■ **PÁGINA**
Em 1144, em Norwich (Inglaterra), quando apareceu a primeira criança assassinada, vieram junto os rumores de que os judeus precisavam sacrificar crianças cristãs para que seu sangue fosse usado na fabricação de matzot e vinho para o Sêder (Libelos de Sangue).

Desde então, nos sete séculos que sucederam o primeiro Libelo de Sangue,  a festa de Pêssach tornou-se um período terrível para os judeus da Europa, que tiveram que enfrentar ensandecidas multidões de fanáticos por toda a Europa, nos famosos e trágicos episódios de Libelos de Sangue.


Essa infundada acusação de uso de sacrifícios humanos para uso nas práticas religiosas nunca considerou o fato de que o Judaísmo foi a primeira religião que proibiu tais atos, além do que, a Torá proíbe o consumo de sangue aos judeus.


F) MASSACRES DE CHMIELNITZKI: 1648 - 1649


Também chamadas de Guezerot Tach Vetat (as catástrofes dos anos judaicos de TACH - 5408 e Tat - 5409) foi o nome dado ao episódio da carnificina causado pela revolta liderada pelo cossaco ucraniano Bodgan Chmielnitzki contra o regime e as leis da Polônia sobre seu país.

■ **EXERCÍCIO CURTO 1**
Responda às perguntas abaixo com base na página.
(a) Em que ano e em que cidade apareceu a primeira criança assassinada?
(b) Durante quantos séculos após o primeiro Libelo de Sangue a festa de Pêssach se tornou um período terrível para os judeus da Europa?
(c) Quem liderou a revolta que causou a carnificina chamada de Guezerot Tach Vetat?

■ **REGISTROS FORNECIDOS**
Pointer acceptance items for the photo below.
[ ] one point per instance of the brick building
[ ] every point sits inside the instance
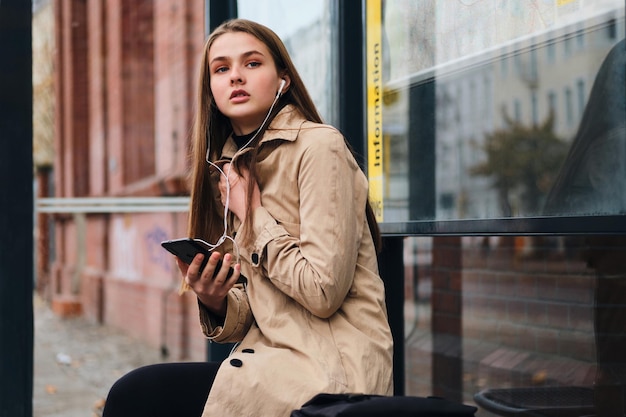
(125, 80)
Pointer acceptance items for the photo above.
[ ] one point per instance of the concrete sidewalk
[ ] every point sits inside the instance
(76, 362)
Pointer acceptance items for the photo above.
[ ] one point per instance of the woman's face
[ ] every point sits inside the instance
(243, 79)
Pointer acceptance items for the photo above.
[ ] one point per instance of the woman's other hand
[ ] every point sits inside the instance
(211, 289)
(239, 184)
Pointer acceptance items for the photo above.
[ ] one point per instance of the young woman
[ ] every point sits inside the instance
(282, 197)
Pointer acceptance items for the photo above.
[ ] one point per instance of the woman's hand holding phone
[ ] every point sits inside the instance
(212, 283)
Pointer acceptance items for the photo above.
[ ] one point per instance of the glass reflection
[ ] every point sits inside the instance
(307, 29)
(484, 109)
(545, 317)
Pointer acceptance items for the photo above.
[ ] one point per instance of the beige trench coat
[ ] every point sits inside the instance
(312, 318)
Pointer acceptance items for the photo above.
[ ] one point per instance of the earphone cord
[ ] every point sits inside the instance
(225, 235)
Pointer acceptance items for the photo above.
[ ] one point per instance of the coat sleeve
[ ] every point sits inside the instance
(234, 326)
(317, 268)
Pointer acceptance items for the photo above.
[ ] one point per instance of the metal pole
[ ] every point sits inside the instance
(16, 209)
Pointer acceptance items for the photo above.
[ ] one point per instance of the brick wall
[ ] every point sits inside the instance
(126, 74)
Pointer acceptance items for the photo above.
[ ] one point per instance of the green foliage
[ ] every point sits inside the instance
(524, 159)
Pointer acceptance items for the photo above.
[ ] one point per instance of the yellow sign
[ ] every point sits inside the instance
(375, 105)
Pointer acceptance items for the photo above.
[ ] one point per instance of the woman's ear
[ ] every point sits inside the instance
(285, 81)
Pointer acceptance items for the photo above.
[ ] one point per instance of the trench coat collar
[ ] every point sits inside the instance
(285, 126)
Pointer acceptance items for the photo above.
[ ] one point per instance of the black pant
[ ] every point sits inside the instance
(162, 390)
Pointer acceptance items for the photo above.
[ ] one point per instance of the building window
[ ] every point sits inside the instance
(582, 100)
(569, 107)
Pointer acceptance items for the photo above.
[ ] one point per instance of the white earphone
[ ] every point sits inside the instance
(280, 89)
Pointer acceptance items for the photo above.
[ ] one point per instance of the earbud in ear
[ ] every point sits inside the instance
(282, 85)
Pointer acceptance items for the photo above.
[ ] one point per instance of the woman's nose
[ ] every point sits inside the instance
(236, 76)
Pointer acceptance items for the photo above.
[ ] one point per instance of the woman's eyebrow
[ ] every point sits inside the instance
(243, 55)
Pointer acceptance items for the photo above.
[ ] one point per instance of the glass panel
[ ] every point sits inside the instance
(489, 317)
(498, 109)
(308, 30)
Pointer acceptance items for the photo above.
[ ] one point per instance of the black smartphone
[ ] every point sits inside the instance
(186, 249)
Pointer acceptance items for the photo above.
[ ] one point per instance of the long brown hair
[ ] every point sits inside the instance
(212, 128)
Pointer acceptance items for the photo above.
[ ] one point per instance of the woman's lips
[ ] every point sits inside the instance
(239, 96)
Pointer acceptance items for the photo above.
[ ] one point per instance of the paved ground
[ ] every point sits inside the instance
(76, 362)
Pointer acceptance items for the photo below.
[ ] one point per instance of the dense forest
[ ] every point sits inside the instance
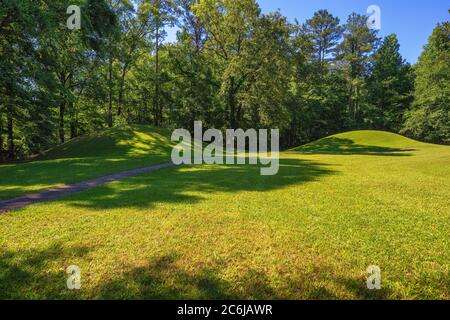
(230, 67)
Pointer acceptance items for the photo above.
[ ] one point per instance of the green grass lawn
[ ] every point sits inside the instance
(87, 157)
(337, 206)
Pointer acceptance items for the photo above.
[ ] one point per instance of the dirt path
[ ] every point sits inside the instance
(55, 193)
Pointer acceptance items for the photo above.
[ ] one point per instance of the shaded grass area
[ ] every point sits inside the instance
(226, 232)
(85, 158)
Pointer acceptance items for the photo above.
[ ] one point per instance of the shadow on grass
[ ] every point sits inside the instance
(338, 146)
(84, 158)
(26, 275)
(177, 185)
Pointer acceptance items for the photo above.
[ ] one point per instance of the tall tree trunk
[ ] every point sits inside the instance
(73, 122)
(110, 93)
(11, 154)
(62, 110)
(1, 138)
(156, 107)
(121, 86)
(232, 104)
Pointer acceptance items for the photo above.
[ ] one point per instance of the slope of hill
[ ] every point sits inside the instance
(362, 142)
(106, 152)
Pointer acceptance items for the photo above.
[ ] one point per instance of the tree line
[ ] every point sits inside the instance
(231, 66)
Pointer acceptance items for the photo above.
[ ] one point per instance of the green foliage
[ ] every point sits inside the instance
(390, 86)
(231, 66)
(430, 117)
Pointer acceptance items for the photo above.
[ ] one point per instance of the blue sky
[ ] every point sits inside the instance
(412, 20)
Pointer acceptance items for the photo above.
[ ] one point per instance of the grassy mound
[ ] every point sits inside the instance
(88, 157)
(226, 232)
(361, 142)
(132, 141)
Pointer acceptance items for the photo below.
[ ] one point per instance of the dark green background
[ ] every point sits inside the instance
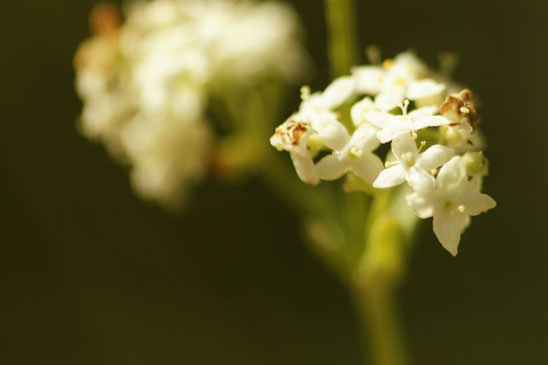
(91, 275)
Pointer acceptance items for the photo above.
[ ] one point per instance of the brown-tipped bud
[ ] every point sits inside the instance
(105, 19)
(459, 106)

■ **EXERCÍCIO CURTO 2**
Encontre nos registros todas as linhas que contêm a palavra "glass" e copie cada uma delas. Maiúsculas e minúsculas fazem diferença.

■ **RESPOSTA COMPLETA 1**
(a) Em 1144, em Norwich (Inglaterra).
(b) Durante sete séculos.
(c) O cossaco ucraniano Bodgan Chmielnitzki.

■ **RESPOSTA COMPLETA 2**
[ ] one point per instance of the glass reflection
[ ] one point per instance of the glass panel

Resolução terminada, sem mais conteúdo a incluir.